Set problem =
Copy the entries below, switching every "pick out" to "mark" and changing nothing else. Leave out the pictures.

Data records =

•••••

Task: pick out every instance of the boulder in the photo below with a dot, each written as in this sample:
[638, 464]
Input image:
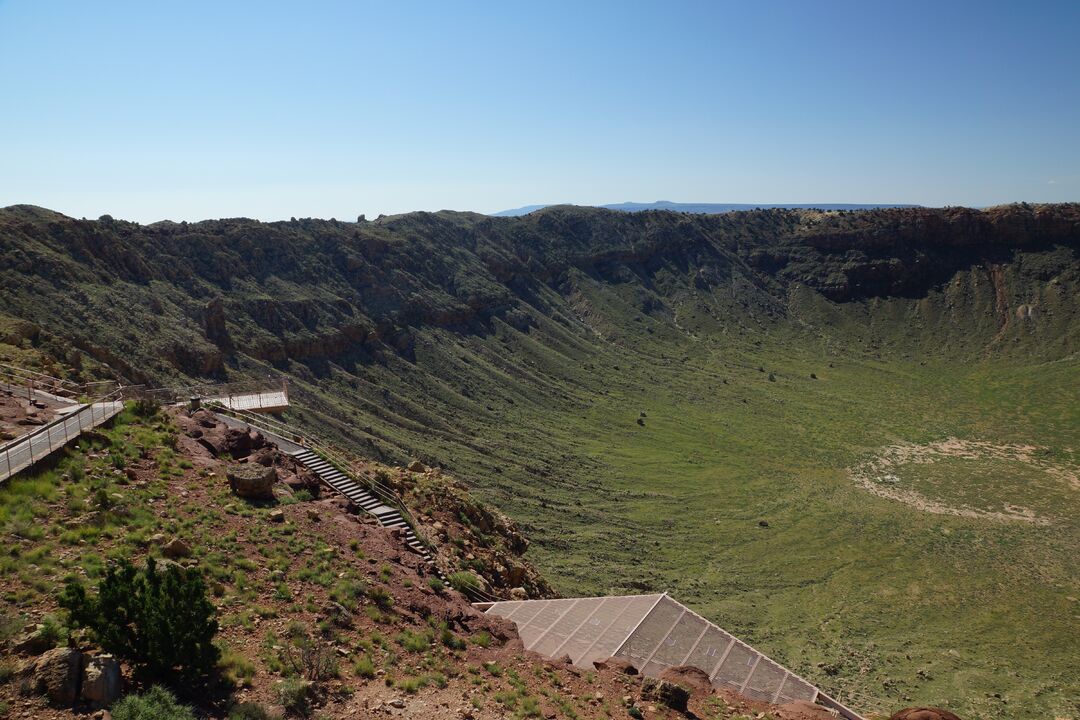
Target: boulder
[252, 480]
[100, 681]
[665, 693]
[337, 613]
[176, 548]
[922, 714]
[689, 677]
[616, 665]
[55, 675]
[34, 642]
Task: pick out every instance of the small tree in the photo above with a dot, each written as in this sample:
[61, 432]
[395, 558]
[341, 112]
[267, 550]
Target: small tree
[161, 622]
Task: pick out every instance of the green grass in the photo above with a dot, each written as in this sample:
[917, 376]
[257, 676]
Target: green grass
[872, 589]
[758, 394]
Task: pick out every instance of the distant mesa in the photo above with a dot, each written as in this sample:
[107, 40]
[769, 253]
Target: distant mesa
[710, 208]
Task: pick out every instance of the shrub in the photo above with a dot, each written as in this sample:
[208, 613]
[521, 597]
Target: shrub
[463, 582]
[414, 641]
[295, 696]
[51, 630]
[235, 668]
[347, 593]
[156, 704]
[380, 597]
[146, 406]
[308, 657]
[364, 667]
[161, 622]
[450, 640]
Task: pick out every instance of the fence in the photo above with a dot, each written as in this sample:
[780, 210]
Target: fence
[24, 451]
[243, 395]
[383, 492]
[292, 434]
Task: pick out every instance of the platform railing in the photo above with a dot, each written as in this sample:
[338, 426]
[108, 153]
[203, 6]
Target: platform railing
[28, 449]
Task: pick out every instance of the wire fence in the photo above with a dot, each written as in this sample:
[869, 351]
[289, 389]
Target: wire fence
[28, 449]
[336, 458]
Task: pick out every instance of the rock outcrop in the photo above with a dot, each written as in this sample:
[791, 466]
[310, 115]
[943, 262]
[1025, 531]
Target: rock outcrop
[56, 675]
[252, 480]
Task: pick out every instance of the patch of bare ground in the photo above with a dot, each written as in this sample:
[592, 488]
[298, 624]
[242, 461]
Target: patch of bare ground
[882, 475]
[395, 641]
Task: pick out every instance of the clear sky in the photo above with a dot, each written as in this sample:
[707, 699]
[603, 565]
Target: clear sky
[187, 110]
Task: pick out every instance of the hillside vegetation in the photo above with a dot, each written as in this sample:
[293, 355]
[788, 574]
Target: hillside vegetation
[853, 438]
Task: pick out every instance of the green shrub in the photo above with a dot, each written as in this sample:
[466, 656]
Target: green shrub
[348, 592]
[414, 641]
[380, 597]
[463, 582]
[364, 667]
[295, 696]
[52, 632]
[450, 640]
[156, 704]
[161, 622]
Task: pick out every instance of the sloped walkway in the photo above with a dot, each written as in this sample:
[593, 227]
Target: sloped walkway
[274, 401]
[24, 451]
[340, 481]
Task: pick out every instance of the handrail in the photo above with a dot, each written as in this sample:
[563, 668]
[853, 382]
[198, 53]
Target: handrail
[48, 430]
[383, 492]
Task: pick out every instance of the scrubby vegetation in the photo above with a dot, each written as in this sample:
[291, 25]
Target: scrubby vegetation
[159, 621]
[520, 355]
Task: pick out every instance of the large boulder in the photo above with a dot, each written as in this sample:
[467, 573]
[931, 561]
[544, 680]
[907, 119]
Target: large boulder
[176, 548]
[55, 675]
[689, 677]
[665, 693]
[616, 665]
[252, 480]
[34, 642]
[100, 681]
[923, 714]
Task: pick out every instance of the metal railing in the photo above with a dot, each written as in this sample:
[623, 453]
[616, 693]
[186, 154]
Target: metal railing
[228, 393]
[380, 490]
[46, 384]
[383, 492]
[26, 450]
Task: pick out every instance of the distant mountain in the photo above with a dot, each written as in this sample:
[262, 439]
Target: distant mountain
[712, 208]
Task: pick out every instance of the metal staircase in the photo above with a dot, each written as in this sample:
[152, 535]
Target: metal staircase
[388, 517]
[369, 494]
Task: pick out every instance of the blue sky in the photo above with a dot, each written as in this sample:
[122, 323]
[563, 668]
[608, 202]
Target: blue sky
[188, 110]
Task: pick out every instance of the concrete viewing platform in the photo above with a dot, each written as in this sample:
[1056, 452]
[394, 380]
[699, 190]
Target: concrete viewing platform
[270, 401]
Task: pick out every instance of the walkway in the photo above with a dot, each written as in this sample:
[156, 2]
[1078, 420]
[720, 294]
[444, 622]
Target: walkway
[348, 486]
[24, 451]
[271, 401]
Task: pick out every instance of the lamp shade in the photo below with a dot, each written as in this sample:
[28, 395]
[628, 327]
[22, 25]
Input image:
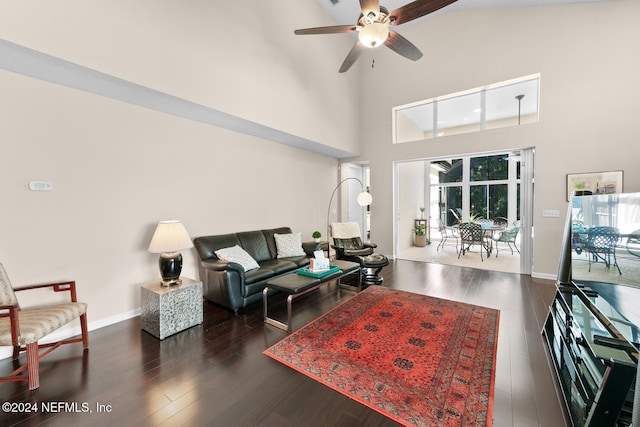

•••••

Task output =
Task: mark every instance of the boulder in the photo below with a dot, each written as in this sample:
[638, 464]
Input image:
Target: boulder
[252, 480]
[100, 681]
[665, 693]
[337, 613]
[176, 548]
[922, 714]
[689, 677]
[616, 665]
[55, 675]
[34, 642]
Task: mark every instance of the small tree in the photo above with a dot, each written as in this sample:
[61, 432]
[395, 558]
[341, 112]
[267, 550]
Target: small tree
[161, 622]
Task: mark every instance of the green grass in the photo above with a dot, each written as in this sample:
[917, 376]
[257, 676]
Target: green grass
[872, 589]
[758, 394]
Task: mark every instance of the distant mesa in the photo above with a dot, each written as in this sample:
[107, 40]
[769, 253]
Target: distant mesa
[710, 208]
Task: mark every instance of the shrub in the photo above with a dot, each written as in this sample:
[208, 613]
[521, 597]
Target: shrub
[463, 582]
[414, 641]
[295, 696]
[51, 630]
[235, 668]
[347, 593]
[156, 704]
[380, 597]
[146, 406]
[308, 657]
[364, 667]
[161, 622]
[450, 640]
Task: mark every instance of the fence in the photo above with a dot, each written as in this sample:
[780, 210]
Target: fence
[24, 451]
[243, 395]
[383, 492]
[292, 434]
Task: mark every instance of the platform railing in the photo above with a dot, each written as in this sample:
[338, 426]
[108, 153]
[203, 6]
Target: platform railing
[28, 449]
Task: mark every instance of the wire fence in the photo above with a dot, each written as in this sample:
[869, 351]
[289, 389]
Target: wire fence
[28, 449]
[336, 458]
Task: mark every instance of the rock outcrop in the photo above with a dot, each written as in this sample:
[791, 466]
[310, 115]
[943, 262]
[1025, 531]
Target: rock outcrop
[56, 675]
[252, 480]
Task: mark every instance of the patch of bare ground in the photo above with a dot, each written as in this sample:
[592, 488]
[298, 624]
[242, 461]
Target: patch of bare ground
[882, 475]
[395, 641]
Task: mark every instance of the clear sky in the photo above with a dot, each written as in this sample:
[707, 699]
[603, 565]
Target: clear sky
[187, 110]
Task: mark every instance of the hillside vegetation in the photo above with a dot, each written as in this sample:
[293, 355]
[788, 574]
Target: hillside vegetation
[853, 438]
Task: mark every instance of the green shrub in the photo above with a dot, each written as in this sample:
[466, 656]
Target: green shrub
[348, 592]
[414, 641]
[380, 597]
[463, 582]
[364, 667]
[295, 696]
[52, 632]
[450, 640]
[156, 704]
[161, 622]
Task: mark every instance of the sloped walkway in the photo above with a dot, each written as in this sample:
[593, 227]
Target: sloped walkway
[274, 401]
[24, 451]
[340, 481]
Task: mark every instance of the handrail in the photo above with a dot, each written as in this sample:
[563, 668]
[853, 382]
[198, 53]
Target: handrail
[48, 430]
[383, 492]
Task: mark every instance of the scrubby vegetation in the photo above with a dot, each written as in this sample:
[291, 25]
Target: scrubby vegetation
[159, 621]
[520, 355]
Task: mark every instance of the large boulder in the photo above with a dot, each written as in this sample:
[467, 573]
[931, 561]
[544, 680]
[907, 119]
Target: large boulder
[176, 548]
[55, 675]
[689, 677]
[665, 693]
[616, 665]
[252, 480]
[34, 642]
[100, 681]
[923, 714]
Task: mark every instance of the metal railing in the photo above with a dot, each written as in this sample:
[623, 453]
[616, 693]
[186, 154]
Target: metal railing
[228, 393]
[380, 490]
[46, 384]
[383, 492]
[26, 450]
Task: mark every instance of the distant mountain in the photo above with a dot, each written as in this sample:
[262, 439]
Target: distant mountain
[712, 208]
Task: mark every instance of the metal staircase in the photo above with a dot, each written as in this sample:
[152, 535]
Target: metal staircase
[388, 517]
[369, 494]
Task: mark every instance of the blue sky in the photo above with a dot, each written as in this sample:
[122, 323]
[563, 668]
[608, 202]
Target: blue sky
[188, 110]
Task: mark every instance of the concrete viewing platform in the photo above with a dot, each written as in this sample:
[1056, 452]
[394, 380]
[699, 190]
Target: concrete viewing platform
[270, 401]
Task: mark every instance of the walkway in the photo above with a dot, each written as in this sample:
[156, 2]
[1078, 420]
[720, 294]
[444, 622]
Target: walkway
[348, 486]
[24, 451]
[271, 401]
Task: mark every instance of the lamp shade in the photo below with a dot, each written as in this sample:
[28, 395]
[628, 327]
[22, 25]
Input image:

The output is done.